• _ARTICLE_:
I'm not sure at all why a persistence in defending FX12 with greater transitor count, higher clock speed, and many shader limitations being necessary to show advantage versuse the R300 made much sense before, and I don't understand at all how you propose it makes any sense now when a viable alternative in the same family is apparently ready to be delivered within similar transistor budget: the NV35. The NV35 just simply seems to remove question of whether the NV30 was a wasteful design, unless there are hidden drawbacks (doesn't seem too likely).
- Another comment:
Chalnoth said:
Well, now that the NV35 architecture apparently shows very little performance drop when changing all FX12 ops to FP16 ops, it is conceivable that those FX12 units were updated to FP16 units.
Why do you still persist in concentrating on the peak performance of the NV3x (NV35 in this case), ignoring the limitations affecting its ability to reach its peak, ignoring the peak performance of the R3xx (which, btw, is 16 ops if you want to ignore limitations), and then concluding that "shader performance will still be higher than an 8 PS per clock architecture"?
How common is vec3/scalar non dependent op occurrence?
How often does it need to access textures?
How important is granularity of optimization opportunity?

• _DATA PROVIDED_:
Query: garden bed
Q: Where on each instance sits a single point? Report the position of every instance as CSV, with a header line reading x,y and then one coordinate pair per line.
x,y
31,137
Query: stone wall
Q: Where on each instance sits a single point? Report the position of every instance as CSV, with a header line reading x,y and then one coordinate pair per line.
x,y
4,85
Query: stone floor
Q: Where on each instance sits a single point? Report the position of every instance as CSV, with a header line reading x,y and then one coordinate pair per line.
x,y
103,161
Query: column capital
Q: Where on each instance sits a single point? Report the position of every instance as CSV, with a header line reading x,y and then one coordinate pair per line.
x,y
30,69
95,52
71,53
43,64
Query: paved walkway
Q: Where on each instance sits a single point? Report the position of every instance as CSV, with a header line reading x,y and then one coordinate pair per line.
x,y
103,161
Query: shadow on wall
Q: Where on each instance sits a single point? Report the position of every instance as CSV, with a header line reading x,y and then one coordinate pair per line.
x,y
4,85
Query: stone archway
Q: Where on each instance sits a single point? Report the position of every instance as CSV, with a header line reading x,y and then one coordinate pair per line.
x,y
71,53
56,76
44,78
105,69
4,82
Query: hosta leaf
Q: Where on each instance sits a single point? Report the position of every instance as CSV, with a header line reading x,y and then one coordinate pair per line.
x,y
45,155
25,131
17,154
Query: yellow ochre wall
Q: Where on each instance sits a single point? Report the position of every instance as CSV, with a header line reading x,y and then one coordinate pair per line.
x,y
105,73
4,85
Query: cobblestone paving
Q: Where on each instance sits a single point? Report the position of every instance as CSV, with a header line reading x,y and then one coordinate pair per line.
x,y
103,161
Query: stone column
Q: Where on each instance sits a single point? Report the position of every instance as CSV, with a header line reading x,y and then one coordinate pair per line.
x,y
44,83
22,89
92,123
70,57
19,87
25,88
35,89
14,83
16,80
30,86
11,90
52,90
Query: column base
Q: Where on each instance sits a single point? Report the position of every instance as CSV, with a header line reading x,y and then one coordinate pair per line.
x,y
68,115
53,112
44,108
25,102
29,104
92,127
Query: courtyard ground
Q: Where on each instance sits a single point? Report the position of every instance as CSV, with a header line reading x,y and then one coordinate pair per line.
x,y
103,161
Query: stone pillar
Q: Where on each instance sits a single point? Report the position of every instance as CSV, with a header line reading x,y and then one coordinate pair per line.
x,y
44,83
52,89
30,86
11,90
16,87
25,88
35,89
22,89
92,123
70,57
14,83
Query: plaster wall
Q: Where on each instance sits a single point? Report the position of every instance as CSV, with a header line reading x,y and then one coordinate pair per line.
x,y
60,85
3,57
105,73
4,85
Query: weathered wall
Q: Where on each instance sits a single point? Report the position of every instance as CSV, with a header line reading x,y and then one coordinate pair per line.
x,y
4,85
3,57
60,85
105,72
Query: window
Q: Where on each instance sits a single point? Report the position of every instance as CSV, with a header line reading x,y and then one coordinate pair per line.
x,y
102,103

• _PROBLEMS TO WORK ON_:
a) In the post, what peak performance does the writer give for the R3xx when its limitations are ignored?
b) Reproduce the passage of the post starting with "I'm not sure" and going on through "seem too likely).".

• _ANSWERS TO THE TASKS_:
a) 16 ops.

b)
I'm not sure at all why a persistence in defending FX12 with greater transitor count, higher clock speed, and many shader limitations being necessary to show advantage versuse the R300 made much sense before, and I don't understand at all how you propose it makes any sense now when a viable alternative in the same family is apparently ready to be delivered within similar transistor budget: the NV35. The NV35 just simply seems to remove question of whether the NV30 was a wasteful design, unless there are hidden drawbacks (doesn't seem too likely).